> [Brief]
Pick out every line in the records below that contains the word "white" and copy each one.

> [Data rows]
_ _ _ _ _
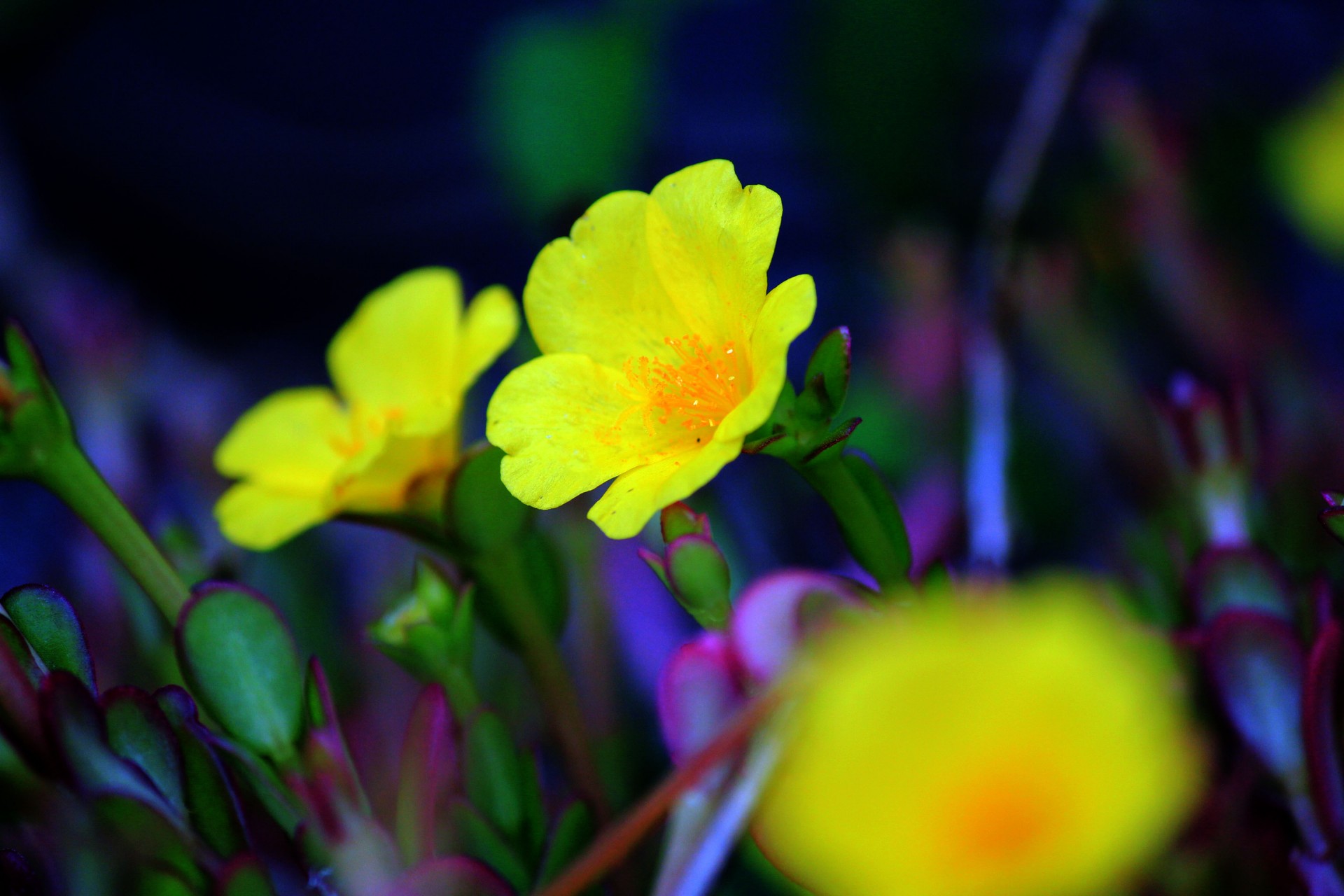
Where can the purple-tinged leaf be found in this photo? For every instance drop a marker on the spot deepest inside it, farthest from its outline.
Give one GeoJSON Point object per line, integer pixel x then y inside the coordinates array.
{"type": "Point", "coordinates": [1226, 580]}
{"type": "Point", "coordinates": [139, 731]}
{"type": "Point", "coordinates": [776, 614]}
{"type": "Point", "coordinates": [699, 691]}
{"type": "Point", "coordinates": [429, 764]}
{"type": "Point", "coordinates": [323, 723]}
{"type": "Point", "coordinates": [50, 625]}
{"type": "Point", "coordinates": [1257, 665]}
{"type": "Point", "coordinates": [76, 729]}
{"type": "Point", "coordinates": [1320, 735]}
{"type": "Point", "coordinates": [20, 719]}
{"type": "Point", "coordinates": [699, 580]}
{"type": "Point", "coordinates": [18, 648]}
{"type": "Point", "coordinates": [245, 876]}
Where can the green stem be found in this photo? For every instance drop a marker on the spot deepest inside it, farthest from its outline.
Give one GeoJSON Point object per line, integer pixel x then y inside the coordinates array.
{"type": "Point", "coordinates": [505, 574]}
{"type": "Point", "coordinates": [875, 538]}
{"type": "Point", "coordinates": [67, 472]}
_ _ _ _ _
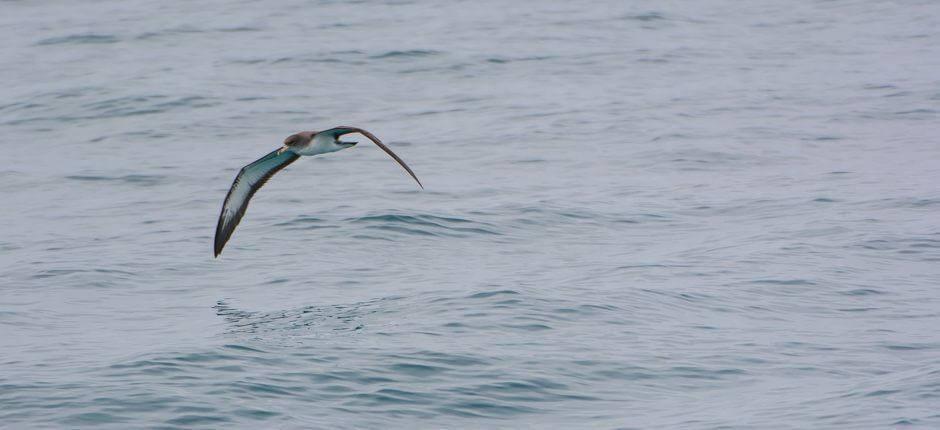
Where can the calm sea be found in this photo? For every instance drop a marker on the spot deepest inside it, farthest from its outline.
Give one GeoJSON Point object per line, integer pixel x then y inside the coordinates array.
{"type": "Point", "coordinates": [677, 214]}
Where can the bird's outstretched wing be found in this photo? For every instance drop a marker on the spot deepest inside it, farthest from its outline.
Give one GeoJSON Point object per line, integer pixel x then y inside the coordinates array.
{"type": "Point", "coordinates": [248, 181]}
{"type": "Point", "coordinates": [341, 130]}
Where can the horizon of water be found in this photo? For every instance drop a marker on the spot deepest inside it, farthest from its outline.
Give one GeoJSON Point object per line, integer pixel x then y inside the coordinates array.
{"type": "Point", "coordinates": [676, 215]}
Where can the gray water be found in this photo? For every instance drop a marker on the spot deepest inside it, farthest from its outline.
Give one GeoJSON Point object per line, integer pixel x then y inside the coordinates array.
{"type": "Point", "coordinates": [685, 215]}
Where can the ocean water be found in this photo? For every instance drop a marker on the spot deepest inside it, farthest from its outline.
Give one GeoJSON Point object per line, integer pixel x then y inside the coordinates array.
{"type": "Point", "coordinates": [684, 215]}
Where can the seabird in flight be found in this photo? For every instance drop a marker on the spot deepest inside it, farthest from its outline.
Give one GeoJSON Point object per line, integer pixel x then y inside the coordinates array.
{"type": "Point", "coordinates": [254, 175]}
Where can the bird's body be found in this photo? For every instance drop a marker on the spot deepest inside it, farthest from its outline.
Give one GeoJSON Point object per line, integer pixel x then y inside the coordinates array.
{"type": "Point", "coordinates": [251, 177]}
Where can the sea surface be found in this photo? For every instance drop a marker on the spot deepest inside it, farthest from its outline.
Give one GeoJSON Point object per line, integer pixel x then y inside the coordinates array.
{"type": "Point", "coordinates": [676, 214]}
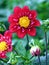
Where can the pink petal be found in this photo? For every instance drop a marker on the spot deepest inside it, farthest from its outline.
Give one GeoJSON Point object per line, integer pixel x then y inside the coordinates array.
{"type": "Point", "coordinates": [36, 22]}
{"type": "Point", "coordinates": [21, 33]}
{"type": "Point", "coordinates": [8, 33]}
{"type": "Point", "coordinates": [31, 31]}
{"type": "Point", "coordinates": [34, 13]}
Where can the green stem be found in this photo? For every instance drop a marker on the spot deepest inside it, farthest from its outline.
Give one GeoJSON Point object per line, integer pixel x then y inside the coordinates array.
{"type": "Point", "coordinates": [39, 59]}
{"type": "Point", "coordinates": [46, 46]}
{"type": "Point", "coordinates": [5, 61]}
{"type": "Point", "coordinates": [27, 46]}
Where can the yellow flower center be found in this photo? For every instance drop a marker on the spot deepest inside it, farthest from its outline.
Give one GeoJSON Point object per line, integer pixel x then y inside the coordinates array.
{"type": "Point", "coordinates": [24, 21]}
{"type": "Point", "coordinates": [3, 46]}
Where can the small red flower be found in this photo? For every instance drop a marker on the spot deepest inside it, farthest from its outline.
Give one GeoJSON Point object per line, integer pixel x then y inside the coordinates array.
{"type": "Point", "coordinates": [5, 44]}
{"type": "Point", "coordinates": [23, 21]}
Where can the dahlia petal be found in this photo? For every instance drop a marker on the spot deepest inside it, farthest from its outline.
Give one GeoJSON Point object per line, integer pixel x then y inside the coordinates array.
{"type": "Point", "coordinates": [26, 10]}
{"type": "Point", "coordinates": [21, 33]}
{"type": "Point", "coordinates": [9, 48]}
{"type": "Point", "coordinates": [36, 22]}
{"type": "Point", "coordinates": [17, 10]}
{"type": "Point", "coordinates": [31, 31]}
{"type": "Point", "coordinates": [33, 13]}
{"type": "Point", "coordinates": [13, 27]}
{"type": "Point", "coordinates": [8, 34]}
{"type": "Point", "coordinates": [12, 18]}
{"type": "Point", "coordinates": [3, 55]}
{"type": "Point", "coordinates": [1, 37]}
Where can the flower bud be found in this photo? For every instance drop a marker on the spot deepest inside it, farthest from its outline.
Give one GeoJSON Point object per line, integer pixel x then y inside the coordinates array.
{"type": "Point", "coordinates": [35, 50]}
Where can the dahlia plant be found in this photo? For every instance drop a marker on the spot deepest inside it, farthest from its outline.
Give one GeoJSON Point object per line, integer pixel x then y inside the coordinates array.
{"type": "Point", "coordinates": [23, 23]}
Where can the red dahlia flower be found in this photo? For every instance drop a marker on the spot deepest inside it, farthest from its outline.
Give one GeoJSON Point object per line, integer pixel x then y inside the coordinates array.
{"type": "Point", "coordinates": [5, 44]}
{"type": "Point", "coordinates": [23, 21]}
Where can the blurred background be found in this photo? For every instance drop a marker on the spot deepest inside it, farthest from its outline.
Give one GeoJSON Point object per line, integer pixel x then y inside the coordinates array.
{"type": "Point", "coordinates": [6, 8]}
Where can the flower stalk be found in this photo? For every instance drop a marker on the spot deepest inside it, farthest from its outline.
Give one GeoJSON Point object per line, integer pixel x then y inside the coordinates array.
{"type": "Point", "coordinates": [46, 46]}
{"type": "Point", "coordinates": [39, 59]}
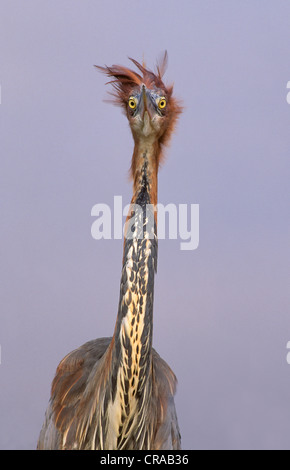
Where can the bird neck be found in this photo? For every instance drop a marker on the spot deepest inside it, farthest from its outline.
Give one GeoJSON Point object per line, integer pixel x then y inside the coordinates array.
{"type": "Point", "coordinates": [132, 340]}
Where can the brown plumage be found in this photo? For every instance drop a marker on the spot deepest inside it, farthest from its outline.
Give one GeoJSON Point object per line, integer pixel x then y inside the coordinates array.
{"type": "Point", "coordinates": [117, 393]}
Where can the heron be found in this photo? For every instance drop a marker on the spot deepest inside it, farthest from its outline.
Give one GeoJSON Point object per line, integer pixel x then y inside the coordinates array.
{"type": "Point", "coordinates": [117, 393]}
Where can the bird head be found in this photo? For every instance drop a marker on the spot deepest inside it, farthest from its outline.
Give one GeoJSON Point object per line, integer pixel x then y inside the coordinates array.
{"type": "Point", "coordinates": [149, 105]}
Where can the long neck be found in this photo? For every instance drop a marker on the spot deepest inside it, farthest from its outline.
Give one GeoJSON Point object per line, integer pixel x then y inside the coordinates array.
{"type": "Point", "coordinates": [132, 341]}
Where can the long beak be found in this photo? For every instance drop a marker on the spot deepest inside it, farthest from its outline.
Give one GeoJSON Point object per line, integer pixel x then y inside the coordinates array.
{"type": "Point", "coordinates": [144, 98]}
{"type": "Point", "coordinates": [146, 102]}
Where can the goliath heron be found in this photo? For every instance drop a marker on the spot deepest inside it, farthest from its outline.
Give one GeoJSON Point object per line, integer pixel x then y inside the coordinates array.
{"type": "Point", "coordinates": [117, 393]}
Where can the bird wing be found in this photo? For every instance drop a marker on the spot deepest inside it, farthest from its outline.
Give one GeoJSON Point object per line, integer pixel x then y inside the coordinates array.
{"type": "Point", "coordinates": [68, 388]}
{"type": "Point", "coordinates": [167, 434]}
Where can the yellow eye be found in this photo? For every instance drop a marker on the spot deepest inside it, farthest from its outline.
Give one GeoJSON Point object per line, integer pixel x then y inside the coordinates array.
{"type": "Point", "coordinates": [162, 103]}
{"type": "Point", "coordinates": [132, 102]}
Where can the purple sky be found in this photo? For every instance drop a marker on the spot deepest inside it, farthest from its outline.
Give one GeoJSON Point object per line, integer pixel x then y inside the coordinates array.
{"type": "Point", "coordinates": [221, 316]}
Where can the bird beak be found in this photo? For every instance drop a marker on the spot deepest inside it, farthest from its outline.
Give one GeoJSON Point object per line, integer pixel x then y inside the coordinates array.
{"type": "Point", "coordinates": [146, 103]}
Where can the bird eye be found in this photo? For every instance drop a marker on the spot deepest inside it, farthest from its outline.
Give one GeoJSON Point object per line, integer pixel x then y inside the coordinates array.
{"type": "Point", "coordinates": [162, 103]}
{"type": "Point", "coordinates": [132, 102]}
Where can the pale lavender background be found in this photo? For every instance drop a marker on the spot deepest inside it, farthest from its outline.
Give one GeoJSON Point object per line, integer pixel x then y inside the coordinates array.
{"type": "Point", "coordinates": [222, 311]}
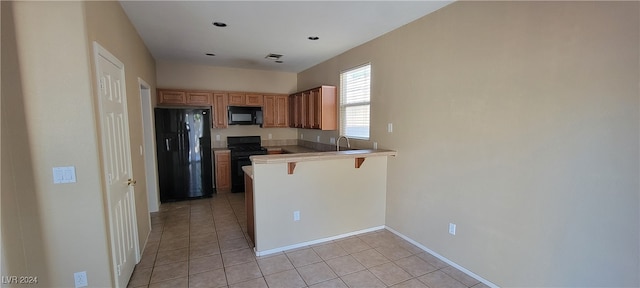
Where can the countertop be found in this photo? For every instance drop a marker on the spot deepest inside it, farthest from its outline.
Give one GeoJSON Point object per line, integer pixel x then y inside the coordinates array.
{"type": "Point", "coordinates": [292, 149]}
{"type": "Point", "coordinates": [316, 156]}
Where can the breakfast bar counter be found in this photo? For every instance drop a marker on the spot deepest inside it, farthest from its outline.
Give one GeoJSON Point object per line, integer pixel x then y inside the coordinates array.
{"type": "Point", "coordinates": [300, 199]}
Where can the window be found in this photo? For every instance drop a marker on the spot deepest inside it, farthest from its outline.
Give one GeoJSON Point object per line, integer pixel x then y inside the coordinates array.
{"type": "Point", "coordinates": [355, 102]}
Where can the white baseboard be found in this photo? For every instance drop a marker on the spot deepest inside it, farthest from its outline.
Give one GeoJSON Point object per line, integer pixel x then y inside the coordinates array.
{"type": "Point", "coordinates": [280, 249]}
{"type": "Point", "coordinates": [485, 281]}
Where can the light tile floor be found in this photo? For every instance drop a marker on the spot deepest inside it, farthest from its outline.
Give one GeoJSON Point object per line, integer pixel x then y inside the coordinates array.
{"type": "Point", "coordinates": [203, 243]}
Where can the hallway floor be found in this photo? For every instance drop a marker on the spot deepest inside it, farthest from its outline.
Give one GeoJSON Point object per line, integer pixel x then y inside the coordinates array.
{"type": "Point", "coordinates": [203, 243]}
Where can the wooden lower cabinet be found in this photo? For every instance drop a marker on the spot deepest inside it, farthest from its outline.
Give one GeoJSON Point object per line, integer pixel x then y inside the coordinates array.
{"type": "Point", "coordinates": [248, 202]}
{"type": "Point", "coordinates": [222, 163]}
_ _ _ _ _
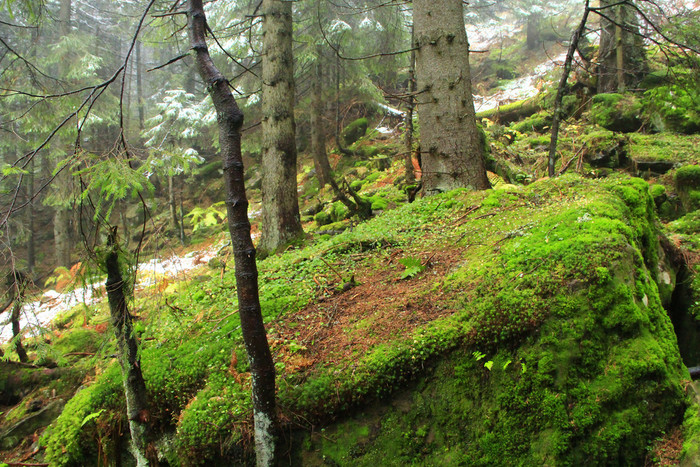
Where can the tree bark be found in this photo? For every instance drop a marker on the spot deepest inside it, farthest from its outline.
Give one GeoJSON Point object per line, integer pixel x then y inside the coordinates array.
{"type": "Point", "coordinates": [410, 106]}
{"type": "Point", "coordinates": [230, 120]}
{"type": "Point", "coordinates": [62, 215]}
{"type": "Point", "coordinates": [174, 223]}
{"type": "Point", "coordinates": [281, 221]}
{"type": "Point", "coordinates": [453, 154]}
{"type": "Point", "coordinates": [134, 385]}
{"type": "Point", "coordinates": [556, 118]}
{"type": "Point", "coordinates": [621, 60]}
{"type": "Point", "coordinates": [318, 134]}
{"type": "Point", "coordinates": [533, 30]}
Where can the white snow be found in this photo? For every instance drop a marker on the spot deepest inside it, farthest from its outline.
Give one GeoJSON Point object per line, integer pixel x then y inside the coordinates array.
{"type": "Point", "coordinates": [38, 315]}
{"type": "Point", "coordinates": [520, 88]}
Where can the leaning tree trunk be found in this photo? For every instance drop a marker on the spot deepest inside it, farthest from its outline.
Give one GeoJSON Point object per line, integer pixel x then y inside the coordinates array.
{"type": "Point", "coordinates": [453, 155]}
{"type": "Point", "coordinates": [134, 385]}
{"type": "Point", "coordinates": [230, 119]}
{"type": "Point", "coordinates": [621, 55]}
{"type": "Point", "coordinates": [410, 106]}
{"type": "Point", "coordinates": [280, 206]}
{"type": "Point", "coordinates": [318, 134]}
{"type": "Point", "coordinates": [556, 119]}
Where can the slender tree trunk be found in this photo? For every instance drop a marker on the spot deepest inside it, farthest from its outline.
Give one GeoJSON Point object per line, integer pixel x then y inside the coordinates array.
_ _ _ _ _
> [Exercise output]
Where can the white baseboard be found in this photo? For every instance drop a marker on the spot deepest inside it, farthest from its outline.
Where can the white snow be found in this photo? For every instance drop a marker on the spot deepest inside it, farthest from its outline.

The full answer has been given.